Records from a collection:
•••

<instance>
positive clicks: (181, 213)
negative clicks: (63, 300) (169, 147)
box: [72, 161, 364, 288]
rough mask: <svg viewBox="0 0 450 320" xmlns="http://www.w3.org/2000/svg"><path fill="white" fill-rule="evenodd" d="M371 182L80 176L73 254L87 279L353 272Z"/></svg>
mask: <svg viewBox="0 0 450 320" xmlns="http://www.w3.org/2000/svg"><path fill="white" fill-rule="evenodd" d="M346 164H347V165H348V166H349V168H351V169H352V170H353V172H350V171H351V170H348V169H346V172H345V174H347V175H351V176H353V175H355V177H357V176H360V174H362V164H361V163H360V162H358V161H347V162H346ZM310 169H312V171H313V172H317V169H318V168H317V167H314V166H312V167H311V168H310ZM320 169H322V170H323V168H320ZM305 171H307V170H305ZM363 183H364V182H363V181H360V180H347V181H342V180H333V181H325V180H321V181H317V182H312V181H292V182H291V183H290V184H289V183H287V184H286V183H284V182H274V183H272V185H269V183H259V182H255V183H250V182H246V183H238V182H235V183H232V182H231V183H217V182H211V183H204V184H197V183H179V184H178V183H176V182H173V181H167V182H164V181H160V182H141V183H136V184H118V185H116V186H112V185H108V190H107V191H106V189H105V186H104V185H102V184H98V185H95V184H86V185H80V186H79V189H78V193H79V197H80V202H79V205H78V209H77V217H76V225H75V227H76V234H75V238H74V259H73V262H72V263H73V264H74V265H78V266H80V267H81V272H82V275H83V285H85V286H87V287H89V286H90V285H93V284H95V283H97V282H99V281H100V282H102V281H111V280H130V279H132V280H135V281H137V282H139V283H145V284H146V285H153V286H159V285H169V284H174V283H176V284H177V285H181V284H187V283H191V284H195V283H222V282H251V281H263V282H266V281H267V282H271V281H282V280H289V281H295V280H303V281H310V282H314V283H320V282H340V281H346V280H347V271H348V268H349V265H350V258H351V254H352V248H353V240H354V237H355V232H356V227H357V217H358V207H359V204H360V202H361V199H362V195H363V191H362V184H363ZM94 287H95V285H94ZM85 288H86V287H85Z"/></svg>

•••

Copy out every line of the records above with no changes at all.

→ **Solved problem**
<instance>
positive clicks: (181, 213)
negative clicks: (63, 300) (169, 147)
box: [72, 161, 364, 288]
rough mask: <svg viewBox="0 0 450 320" xmlns="http://www.w3.org/2000/svg"><path fill="white" fill-rule="evenodd" d="M371 182L80 176L73 254L87 279L353 272Z"/></svg>
mask: <svg viewBox="0 0 450 320" xmlns="http://www.w3.org/2000/svg"><path fill="white" fill-rule="evenodd" d="M346 164H347V165H348V166H349V168H351V169H352V170H353V172H350V171H351V170H348V169H346V172H345V174H347V175H351V176H353V175H355V177H357V176H360V174H362V164H361V163H360V162H358V161H347V162H346ZM310 169H312V171H313V172H317V169H318V168H317V167H314V166H312V167H311V168H310ZM320 169H322V170H323V168H320ZM305 171H307V170H305ZM363 183H364V182H363V181H360V180H347V181H342V180H333V181H325V180H321V181H317V182H312V181H292V182H291V183H290V184H289V183H287V184H286V183H284V182H274V183H272V185H269V183H259V182H255V183H250V182H246V183H238V182H235V183H232V182H231V183H217V182H211V183H204V184H197V183H179V184H178V183H176V182H173V181H167V182H164V181H160V182H141V183H136V184H118V185H116V186H112V185H108V190H107V191H106V189H105V186H104V185H102V184H98V185H95V184H86V185H80V186H79V189H78V193H79V197H80V202H79V205H78V209H77V217H76V225H75V227H76V234H75V238H74V259H73V262H72V263H73V264H74V265H78V266H80V267H81V272H82V275H83V285H85V286H87V287H89V286H90V285H93V284H95V283H97V282H99V281H100V282H102V281H111V280H130V279H132V280H135V281H137V282H139V283H145V284H146V285H153V286H159V285H169V284H174V283H176V284H177V285H181V284H187V283H191V284H195V283H222V282H251V281H263V282H266V281H267V282H271V281H282V280H289V281H295V280H303V281H310V282H314V283H320V282H340V281H346V280H347V271H348V268H349V265H350V258H351V254H352V248H353V240H354V237H355V232H356V227H357V217H358V207H359V204H360V202H361V199H362V195H363V191H362V184H363ZM94 287H95V285H94ZM85 288H86V287H85Z"/></svg>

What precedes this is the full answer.